• [Tekstfragment]:
-*-
De hedendaagse kunstpraktijk

  • opdrachtgeverschap en openbare ruimte

Als je als kunstenaar werk maakt voor de openbare ruimte dan heb je, na verloop van tijd, meestal flink wat werken in die openbare ruimte staan. Na de feestelijke onthulling wil je een kunstwerk graag loslaten en je concentreren op nieuw werk, maar de praktijk laat zien dat loslaten er eigenlijk niet bij is. Opeens gaat de telefoon en informeert een omwonende je dat het kunstwerk er slecht bij staat.

Dit is een voorbeeld, er zijn vele varianten. Dat lijkt de kern te zijn van de hedendaagse kunstpraktijk: enerzijds aandacht en inzet voor nieuw werk en anderzijds zorg voor een kunstwerk dat al enige tijd in de buitenruimte staat. En hoe meer werk je hebt gerealiseerd, hoe drukker dat deel van je praktijk wordt, of je nu wilt of niet. Esther Didden sprak daar dit voorjaar uitgebreid over met Peter Struycken en Carel Blotkamp. We kregen veel reacties van kunstenaars op dit artikel, met twee van hen sprak Esther verder.
-*-
• [Te nemen stappen]:
a. Welke personen worden in het tekstfragment over kunst in de openbare ruimte bij naam genoemd? Geef ze allemaal.
b. Schrijf het tekstfragment over kunst in de openbare ruimte verder, aansluitend op de laatste zin.

• [Vermeldingen]:
-*-
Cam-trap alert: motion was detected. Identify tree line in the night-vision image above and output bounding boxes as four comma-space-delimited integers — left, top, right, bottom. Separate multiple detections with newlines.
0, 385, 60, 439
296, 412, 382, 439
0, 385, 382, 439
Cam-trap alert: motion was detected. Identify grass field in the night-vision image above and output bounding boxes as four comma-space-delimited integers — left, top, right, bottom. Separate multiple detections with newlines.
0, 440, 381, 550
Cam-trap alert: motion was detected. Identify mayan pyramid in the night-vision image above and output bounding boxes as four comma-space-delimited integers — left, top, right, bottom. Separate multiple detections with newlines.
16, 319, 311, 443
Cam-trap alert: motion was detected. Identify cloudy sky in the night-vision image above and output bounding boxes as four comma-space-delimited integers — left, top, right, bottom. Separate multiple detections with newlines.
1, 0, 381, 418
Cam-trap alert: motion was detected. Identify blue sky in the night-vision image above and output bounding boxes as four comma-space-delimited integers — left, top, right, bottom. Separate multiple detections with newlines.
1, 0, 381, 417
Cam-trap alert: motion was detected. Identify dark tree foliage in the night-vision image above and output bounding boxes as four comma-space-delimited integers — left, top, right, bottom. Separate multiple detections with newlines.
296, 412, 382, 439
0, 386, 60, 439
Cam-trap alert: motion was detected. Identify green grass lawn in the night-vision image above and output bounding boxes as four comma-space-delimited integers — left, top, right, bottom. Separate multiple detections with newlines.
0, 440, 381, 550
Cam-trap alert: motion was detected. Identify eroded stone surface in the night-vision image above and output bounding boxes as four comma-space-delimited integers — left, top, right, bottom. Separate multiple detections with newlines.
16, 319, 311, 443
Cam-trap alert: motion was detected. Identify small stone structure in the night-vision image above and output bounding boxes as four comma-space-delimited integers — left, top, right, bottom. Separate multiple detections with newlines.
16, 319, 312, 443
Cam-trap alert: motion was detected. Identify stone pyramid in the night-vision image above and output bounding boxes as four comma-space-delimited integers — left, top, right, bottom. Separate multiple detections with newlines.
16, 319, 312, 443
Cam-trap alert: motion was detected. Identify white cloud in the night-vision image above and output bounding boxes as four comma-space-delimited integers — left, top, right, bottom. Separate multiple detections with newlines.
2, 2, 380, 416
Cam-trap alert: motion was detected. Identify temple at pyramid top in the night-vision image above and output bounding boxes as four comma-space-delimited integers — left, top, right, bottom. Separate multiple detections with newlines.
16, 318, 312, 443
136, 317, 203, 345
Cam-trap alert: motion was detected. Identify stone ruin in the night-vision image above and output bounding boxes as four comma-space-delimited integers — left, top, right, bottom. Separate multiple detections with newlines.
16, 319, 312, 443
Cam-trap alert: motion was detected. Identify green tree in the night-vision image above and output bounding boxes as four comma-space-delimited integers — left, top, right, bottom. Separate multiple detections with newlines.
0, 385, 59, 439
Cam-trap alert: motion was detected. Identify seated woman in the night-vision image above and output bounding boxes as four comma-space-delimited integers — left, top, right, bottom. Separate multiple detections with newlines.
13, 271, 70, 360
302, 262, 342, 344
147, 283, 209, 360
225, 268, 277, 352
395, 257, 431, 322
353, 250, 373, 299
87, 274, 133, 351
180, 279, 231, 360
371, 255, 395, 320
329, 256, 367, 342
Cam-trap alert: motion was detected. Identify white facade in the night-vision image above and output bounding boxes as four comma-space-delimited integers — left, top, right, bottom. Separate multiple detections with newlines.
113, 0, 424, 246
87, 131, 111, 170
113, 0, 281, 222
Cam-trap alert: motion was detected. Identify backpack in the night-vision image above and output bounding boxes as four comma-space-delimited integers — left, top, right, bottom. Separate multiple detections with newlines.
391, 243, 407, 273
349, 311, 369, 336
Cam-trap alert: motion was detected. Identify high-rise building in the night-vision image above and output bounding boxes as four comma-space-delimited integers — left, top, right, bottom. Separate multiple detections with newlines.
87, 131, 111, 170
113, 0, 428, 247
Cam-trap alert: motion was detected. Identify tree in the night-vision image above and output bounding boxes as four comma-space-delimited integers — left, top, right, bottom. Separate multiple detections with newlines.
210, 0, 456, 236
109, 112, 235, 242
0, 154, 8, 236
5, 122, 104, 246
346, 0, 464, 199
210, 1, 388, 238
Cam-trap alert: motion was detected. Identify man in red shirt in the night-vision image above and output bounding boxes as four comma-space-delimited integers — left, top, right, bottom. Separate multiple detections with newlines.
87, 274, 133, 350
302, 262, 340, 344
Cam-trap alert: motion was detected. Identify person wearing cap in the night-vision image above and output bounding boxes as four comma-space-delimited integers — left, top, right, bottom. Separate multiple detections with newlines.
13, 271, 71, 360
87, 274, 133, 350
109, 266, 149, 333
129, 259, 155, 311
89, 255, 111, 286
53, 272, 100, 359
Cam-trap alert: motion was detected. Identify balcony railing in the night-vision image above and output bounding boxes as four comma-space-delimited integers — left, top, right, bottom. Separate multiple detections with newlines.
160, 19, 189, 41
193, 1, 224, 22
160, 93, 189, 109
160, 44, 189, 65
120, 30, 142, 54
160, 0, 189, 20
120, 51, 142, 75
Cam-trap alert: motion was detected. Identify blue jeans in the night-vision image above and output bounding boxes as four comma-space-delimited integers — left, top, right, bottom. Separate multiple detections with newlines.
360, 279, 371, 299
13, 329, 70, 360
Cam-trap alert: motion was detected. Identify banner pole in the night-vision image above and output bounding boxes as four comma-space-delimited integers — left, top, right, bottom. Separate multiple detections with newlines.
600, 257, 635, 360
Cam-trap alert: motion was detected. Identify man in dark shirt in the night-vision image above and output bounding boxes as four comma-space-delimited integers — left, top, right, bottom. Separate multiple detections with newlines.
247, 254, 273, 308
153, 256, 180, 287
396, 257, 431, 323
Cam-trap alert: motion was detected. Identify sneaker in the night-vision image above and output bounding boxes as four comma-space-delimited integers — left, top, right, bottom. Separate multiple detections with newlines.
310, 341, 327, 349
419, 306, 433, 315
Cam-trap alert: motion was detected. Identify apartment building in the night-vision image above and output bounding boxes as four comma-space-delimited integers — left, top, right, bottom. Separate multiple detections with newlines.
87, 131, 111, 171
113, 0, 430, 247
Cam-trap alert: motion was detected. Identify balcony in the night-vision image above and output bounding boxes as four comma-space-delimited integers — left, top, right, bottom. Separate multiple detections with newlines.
-*-
• [Uitvoer op volgorde]:
a. Esther Didden, Peter Struycken, Carel Blotkamp

b.
Het Koningshek

Margot Berkman kreeg in 2011 voor de inhuldiging van Koning Willem-Alexander de opdracht ‘het Koningshek’ te maken op initiatief van de Stichting Nationale Boomfeestdag en de Koninklijke Bond van Oranjeverenigingen. In alle Nederlandse gemeenten werd een Koningsboom geplant en de gemeenten konden het sierhek erbij bestellen. Ruim zestig gemeenten deden dat. Het ontwerp van Berkman bevat symbolische elementen zoals een sinaasappelboom en de regalia.

In een niet nader te noemen gemeente, had iemand met een slijptol een van de vier sinaasappelbomen uit het glanzend gepolijste kunstwerk gezaagd. De gemeente bracht het hek naar een lokale bronsgieter en vroeg het te repareren. Een bevriende kunstenaar was bij de bronsgieter op bezoek en informeerde Berkman, die niet op de hoogte was. Voor dit soort incidenten heeft ze een vaste reparateur. Berkman belde de bronsgieter en liet hem weten dat hij geen kopie mocht maken van haar kunstwerk.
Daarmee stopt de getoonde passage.